EXERCISE
Switch "dark jacket" to "black coat" wherever it occurs from the line containing "Tag the gravel" through the end of the listing, inclusive. Reproduce only those lines, leaving everything else in them unchanged.

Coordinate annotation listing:
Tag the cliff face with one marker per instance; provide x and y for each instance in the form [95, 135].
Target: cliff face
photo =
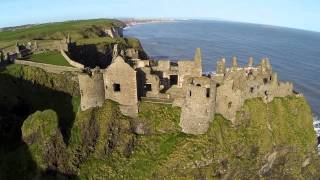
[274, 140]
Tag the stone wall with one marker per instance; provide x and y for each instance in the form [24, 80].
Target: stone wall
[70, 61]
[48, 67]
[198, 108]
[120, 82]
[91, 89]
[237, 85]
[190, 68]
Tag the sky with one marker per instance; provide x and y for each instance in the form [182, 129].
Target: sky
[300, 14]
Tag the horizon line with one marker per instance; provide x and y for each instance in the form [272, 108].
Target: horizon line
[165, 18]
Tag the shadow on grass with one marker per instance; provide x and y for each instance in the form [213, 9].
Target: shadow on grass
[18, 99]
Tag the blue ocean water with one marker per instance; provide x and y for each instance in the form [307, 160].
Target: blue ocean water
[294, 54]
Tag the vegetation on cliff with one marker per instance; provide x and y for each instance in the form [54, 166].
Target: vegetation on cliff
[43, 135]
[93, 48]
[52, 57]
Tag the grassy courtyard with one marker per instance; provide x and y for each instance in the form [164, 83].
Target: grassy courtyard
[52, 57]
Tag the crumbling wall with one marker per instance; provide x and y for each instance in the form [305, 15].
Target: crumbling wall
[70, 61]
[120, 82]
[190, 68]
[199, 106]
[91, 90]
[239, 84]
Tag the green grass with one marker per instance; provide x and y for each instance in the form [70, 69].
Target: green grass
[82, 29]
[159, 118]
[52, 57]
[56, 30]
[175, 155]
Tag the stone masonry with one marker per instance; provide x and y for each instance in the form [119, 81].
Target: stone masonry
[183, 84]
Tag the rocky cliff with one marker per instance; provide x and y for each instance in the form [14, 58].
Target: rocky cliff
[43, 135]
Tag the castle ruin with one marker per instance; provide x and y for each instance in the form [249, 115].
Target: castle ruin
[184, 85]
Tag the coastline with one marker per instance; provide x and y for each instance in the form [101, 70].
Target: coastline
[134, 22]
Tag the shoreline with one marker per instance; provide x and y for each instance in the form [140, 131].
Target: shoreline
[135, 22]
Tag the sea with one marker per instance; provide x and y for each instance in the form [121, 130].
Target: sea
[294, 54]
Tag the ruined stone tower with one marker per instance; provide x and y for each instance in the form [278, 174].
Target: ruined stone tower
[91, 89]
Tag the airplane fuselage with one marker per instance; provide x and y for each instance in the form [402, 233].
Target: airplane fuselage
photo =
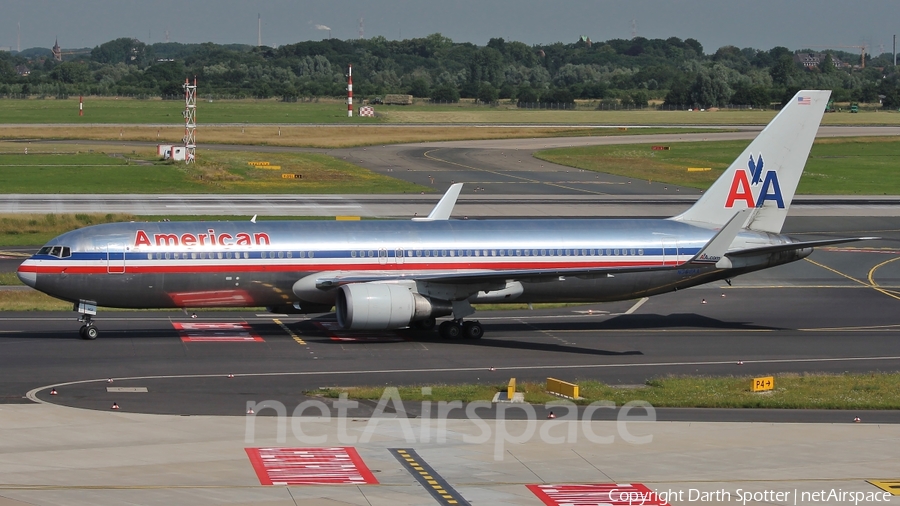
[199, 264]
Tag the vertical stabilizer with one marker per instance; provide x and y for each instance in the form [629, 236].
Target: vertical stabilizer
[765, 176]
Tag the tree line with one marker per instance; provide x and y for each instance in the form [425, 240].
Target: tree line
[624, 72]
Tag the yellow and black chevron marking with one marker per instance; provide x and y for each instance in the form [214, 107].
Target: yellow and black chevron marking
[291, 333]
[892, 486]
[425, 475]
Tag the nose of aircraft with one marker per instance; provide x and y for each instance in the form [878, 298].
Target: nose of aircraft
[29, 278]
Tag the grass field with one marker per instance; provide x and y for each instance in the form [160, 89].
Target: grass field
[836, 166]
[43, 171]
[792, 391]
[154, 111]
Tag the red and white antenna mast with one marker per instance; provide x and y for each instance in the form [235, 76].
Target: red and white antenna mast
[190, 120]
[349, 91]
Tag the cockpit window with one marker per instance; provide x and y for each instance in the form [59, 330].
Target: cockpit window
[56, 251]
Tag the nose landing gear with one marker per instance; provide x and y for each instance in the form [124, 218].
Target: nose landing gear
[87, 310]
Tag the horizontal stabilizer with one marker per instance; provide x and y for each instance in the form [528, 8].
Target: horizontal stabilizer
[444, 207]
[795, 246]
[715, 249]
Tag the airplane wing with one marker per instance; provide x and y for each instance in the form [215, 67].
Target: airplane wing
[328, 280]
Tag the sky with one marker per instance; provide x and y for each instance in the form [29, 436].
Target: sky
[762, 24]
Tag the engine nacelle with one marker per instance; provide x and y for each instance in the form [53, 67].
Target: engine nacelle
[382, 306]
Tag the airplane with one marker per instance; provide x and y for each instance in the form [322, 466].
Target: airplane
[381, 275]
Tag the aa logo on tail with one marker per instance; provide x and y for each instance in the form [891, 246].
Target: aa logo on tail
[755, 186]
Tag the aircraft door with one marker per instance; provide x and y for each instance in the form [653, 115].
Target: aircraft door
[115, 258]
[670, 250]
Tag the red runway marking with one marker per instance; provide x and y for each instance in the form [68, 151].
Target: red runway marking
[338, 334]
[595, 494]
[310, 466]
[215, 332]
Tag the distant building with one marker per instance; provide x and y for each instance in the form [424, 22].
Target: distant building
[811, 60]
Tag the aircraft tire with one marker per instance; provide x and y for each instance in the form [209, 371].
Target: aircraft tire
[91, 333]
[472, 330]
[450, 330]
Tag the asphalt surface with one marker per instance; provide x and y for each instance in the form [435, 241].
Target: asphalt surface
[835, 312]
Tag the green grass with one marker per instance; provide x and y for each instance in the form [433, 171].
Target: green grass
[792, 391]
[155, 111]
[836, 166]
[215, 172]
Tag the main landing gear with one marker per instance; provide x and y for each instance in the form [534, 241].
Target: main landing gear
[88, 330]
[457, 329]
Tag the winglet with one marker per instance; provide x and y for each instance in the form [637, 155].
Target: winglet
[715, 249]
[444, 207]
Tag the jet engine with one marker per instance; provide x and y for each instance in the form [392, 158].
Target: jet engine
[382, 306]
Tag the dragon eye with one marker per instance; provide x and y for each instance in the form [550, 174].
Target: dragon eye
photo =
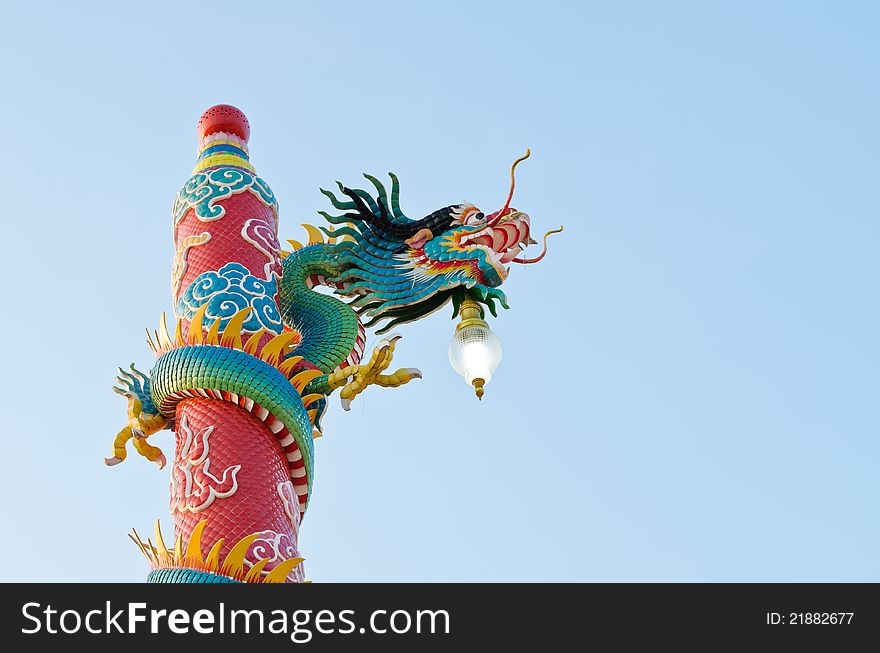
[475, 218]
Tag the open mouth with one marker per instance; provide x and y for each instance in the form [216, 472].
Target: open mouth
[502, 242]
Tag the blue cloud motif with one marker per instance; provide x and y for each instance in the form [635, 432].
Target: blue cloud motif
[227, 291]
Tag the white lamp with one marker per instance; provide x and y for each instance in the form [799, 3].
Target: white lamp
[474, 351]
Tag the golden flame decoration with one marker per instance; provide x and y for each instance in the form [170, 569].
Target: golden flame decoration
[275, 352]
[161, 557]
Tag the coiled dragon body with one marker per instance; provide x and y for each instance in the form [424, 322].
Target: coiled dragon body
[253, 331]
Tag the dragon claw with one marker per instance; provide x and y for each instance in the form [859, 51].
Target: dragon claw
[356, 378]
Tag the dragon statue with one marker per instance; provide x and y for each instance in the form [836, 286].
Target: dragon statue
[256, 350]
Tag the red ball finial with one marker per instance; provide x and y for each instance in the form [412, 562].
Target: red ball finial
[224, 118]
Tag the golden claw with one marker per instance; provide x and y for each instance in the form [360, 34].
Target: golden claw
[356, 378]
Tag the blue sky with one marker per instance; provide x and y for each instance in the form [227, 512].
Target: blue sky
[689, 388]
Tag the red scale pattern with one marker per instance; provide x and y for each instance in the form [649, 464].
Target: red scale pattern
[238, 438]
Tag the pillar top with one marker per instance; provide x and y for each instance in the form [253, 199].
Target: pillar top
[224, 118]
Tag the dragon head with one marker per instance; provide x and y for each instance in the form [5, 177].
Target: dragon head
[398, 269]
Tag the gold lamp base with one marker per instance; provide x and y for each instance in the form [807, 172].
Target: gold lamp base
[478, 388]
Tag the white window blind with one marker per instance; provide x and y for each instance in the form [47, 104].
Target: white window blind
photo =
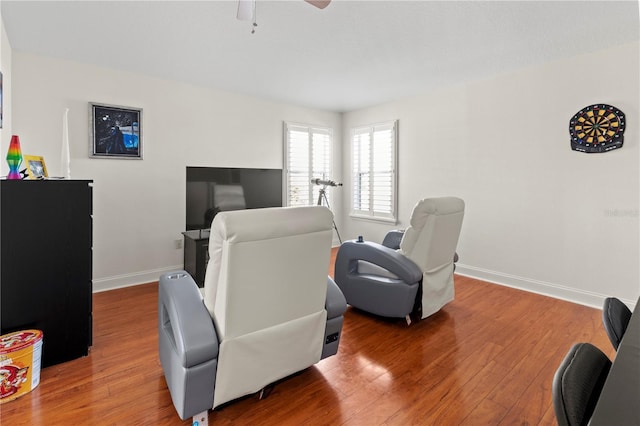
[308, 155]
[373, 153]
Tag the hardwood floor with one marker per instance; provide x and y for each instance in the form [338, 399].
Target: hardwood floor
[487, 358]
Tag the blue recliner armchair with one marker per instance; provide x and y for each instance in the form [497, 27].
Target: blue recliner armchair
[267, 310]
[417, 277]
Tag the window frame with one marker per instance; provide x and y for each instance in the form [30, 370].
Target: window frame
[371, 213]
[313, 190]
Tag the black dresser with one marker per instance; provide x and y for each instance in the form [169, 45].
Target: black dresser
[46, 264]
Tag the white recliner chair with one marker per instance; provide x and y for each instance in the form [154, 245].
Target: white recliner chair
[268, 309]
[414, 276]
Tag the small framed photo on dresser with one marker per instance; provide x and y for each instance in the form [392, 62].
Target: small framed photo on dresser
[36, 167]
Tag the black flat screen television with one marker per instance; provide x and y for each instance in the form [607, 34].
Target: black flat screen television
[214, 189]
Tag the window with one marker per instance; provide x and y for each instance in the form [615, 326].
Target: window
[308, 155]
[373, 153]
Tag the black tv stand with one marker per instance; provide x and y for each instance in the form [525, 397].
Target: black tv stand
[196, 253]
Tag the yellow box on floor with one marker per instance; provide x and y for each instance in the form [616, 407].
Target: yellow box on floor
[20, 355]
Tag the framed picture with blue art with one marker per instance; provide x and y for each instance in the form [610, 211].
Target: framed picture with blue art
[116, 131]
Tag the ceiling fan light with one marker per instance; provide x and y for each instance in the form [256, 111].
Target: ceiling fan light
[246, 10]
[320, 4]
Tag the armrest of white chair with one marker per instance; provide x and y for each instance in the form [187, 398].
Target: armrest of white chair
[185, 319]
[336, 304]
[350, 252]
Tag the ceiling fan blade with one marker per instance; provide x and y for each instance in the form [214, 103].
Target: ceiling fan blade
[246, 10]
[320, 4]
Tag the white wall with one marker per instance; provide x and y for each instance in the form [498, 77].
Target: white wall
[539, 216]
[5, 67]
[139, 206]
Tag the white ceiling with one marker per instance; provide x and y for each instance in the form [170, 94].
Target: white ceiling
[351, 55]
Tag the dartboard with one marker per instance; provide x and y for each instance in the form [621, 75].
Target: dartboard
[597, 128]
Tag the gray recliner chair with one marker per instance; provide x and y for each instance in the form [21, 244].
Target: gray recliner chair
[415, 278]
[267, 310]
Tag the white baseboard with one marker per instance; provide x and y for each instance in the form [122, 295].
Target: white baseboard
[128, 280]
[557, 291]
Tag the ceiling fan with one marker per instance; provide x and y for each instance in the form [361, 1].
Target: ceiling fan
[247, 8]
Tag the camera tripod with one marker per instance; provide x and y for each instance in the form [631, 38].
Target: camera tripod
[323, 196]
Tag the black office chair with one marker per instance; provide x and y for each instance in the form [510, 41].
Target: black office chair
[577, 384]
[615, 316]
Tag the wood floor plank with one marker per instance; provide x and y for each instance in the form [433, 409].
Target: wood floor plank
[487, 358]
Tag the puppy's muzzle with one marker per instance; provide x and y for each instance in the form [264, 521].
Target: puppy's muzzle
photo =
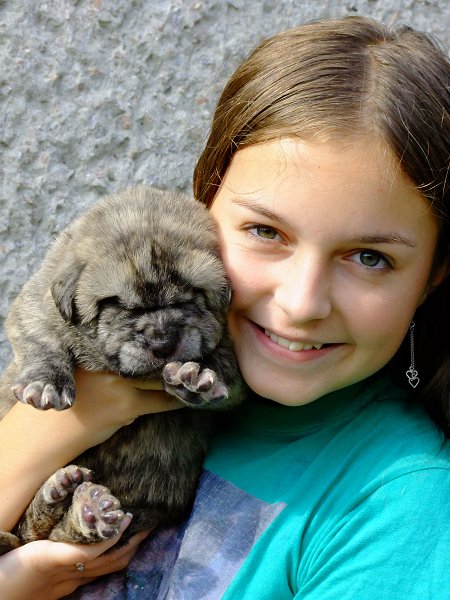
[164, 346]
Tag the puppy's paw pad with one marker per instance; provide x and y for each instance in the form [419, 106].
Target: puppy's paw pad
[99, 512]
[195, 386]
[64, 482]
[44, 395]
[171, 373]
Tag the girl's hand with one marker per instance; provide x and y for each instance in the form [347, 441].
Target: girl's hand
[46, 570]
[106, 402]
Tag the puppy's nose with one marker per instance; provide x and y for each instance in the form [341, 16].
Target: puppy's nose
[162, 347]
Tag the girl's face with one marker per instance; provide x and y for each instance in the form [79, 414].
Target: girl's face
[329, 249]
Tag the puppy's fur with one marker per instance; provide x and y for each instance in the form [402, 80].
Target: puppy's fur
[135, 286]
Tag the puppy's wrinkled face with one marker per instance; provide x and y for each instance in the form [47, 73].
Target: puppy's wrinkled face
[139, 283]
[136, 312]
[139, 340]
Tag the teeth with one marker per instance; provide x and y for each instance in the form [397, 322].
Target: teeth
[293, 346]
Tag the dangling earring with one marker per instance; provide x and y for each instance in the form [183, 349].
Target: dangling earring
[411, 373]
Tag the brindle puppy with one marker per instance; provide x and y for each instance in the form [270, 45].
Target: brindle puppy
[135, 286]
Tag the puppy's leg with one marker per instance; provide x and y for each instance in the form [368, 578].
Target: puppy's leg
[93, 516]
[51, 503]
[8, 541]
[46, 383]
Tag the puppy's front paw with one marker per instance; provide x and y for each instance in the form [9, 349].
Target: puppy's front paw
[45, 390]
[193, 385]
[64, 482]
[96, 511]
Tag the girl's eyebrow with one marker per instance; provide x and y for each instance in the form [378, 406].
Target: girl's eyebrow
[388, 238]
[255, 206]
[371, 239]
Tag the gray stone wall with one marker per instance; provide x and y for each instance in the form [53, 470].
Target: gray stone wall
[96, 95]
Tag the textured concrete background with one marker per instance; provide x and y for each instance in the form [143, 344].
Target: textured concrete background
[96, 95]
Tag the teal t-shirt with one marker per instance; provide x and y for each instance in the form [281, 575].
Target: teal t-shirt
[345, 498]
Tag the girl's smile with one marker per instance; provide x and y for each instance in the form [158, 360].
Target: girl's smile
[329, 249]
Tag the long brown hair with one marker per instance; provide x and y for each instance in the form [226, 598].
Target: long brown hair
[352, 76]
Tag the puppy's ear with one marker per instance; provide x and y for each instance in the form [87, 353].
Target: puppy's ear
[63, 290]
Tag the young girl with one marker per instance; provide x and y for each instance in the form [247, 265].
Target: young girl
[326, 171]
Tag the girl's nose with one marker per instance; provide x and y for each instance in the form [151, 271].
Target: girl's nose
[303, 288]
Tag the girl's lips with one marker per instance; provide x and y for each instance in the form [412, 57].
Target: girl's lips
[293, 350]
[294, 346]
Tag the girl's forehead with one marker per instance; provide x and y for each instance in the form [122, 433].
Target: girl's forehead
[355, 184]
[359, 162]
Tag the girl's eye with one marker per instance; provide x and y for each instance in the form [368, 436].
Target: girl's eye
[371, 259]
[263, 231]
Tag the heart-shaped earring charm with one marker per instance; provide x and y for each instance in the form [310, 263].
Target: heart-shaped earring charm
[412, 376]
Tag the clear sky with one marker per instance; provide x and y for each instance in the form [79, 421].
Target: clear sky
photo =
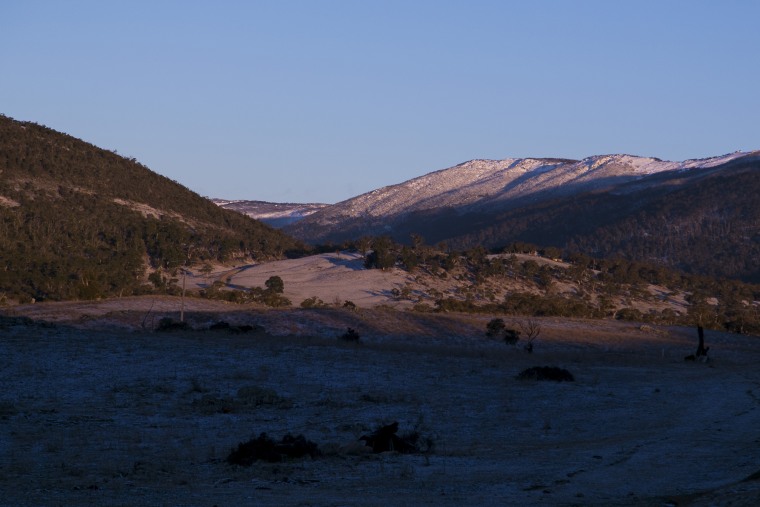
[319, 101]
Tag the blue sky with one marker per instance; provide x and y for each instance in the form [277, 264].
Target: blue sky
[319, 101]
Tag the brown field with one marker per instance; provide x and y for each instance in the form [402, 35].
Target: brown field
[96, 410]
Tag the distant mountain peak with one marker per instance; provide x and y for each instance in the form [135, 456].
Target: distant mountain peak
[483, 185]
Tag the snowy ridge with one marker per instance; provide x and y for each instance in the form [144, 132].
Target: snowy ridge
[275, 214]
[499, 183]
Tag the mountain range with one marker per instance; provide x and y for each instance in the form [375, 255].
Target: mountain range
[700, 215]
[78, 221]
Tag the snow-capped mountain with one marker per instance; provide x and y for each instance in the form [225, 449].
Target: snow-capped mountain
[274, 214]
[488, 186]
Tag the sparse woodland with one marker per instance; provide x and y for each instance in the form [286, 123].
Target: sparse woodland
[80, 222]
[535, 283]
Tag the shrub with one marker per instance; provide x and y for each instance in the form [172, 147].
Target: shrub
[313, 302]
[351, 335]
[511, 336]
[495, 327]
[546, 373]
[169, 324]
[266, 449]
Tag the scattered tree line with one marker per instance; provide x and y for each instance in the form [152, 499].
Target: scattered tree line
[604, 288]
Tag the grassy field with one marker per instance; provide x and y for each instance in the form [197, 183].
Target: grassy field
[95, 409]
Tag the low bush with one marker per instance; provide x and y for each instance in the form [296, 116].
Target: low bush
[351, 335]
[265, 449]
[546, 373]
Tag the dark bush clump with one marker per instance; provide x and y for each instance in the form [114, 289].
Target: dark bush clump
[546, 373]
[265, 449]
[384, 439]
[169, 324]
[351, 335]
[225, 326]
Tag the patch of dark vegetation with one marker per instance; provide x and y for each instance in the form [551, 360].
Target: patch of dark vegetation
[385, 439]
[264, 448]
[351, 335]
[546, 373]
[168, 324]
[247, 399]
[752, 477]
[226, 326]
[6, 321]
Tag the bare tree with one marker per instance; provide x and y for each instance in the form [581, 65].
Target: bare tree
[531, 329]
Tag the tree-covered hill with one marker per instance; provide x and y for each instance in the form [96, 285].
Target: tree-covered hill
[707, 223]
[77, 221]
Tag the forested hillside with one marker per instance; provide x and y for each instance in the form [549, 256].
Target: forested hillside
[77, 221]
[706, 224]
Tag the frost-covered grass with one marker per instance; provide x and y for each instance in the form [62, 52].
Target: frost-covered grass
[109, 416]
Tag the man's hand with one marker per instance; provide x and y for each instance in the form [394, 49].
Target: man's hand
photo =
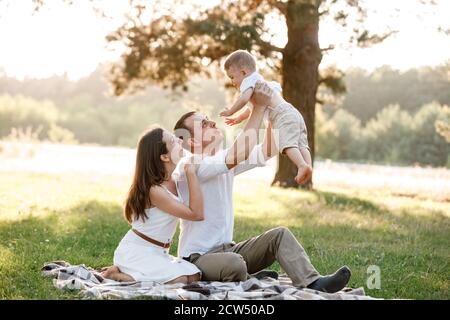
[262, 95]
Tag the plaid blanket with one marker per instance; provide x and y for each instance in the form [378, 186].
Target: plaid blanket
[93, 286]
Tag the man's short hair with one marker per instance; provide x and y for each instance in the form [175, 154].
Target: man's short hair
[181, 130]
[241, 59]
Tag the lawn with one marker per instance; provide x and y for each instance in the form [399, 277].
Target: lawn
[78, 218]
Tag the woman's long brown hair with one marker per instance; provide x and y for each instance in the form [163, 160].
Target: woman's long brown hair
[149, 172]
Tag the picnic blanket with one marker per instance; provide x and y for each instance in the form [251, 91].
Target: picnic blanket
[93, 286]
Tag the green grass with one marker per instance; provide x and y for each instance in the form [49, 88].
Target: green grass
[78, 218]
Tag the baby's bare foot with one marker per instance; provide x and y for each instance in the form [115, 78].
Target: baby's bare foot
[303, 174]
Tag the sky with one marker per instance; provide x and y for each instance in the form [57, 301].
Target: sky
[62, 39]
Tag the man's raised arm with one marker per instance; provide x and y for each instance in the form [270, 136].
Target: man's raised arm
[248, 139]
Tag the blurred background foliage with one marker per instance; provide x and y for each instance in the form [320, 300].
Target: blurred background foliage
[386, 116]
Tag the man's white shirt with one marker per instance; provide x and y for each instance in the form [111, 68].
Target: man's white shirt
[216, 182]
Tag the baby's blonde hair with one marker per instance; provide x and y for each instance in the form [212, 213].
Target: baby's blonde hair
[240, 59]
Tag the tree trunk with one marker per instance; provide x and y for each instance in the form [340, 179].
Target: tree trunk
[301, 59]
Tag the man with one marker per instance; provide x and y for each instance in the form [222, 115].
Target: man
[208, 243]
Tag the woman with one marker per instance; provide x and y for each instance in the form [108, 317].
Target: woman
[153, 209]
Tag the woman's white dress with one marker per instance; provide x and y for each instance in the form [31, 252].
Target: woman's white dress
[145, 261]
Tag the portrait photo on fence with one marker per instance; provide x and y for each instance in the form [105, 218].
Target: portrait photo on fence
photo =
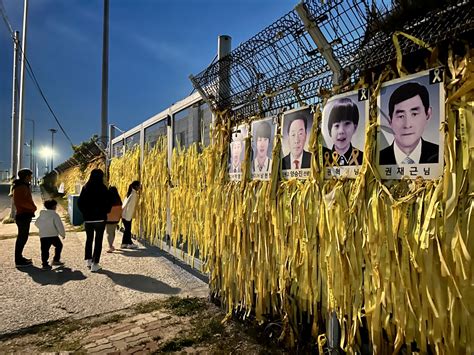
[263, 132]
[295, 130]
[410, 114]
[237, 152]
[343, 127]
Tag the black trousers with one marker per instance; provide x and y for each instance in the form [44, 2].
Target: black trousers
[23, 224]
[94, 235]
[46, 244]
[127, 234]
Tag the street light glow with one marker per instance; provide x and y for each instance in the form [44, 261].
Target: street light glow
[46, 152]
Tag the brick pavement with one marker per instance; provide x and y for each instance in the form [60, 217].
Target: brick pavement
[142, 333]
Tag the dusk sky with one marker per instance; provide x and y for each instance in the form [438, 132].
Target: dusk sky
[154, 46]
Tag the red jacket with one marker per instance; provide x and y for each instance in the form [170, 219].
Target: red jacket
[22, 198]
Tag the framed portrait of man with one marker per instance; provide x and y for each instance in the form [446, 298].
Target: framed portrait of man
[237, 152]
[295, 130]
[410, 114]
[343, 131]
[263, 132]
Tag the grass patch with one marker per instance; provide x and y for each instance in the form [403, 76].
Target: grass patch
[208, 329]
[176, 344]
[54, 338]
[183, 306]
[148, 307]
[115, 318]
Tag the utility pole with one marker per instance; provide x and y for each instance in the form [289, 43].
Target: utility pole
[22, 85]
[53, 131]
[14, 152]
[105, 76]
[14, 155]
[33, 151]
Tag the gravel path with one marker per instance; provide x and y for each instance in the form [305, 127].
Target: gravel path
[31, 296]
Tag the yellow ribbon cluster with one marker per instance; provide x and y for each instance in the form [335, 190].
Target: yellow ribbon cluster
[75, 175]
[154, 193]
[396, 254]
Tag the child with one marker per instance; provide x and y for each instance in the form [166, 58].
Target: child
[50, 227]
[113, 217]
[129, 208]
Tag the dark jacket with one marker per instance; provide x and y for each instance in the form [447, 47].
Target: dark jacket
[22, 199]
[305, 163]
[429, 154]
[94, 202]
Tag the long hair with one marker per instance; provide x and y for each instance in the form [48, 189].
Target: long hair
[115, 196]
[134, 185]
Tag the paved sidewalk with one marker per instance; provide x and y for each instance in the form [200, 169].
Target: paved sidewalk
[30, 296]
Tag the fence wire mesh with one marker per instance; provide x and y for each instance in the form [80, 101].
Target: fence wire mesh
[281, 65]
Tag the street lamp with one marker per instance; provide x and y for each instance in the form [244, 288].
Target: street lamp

ANSWER TO THIS EXERCISE
Tag the gravel path with one marker per instance; provide x and y for each instance in the form [305, 127].
Target: gravel path
[31, 296]
Tag the yellow ribbon cluster with one marker per instance; provide x and y for each instance in the form [335, 190].
Target: yellow ribbon cluster
[75, 175]
[154, 193]
[396, 254]
Tag the child with one marker per instance; provide x and y for each instance in the form [166, 58].
Target: child
[50, 227]
[113, 217]
[129, 208]
Tag the black coat with one marker per instance; provide x and y for each instance in the form [447, 47].
Target: black coat
[22, 199]
[305, 163]
[429, 154]
[94, 202]
Tag the long hair with one marker per instance; provide x and y for each instance in the form [48, 189].
Target: long hair
[115, 196]
[134, 185]
Tag the paved sidewalk with one marker per instance; provide x and y for each instance in the form [200, 169].
Target: paved sidewalk
[30, 296]
Tag the fence wire mesh with one marker per instance; provide x and y for each instance in the form [80, 101].
Target: fence wire mesh
[281, 65]
Tag the street lamp with one marker per instance; provide x and y for each instance in the form [244, 288].
Target: street lamp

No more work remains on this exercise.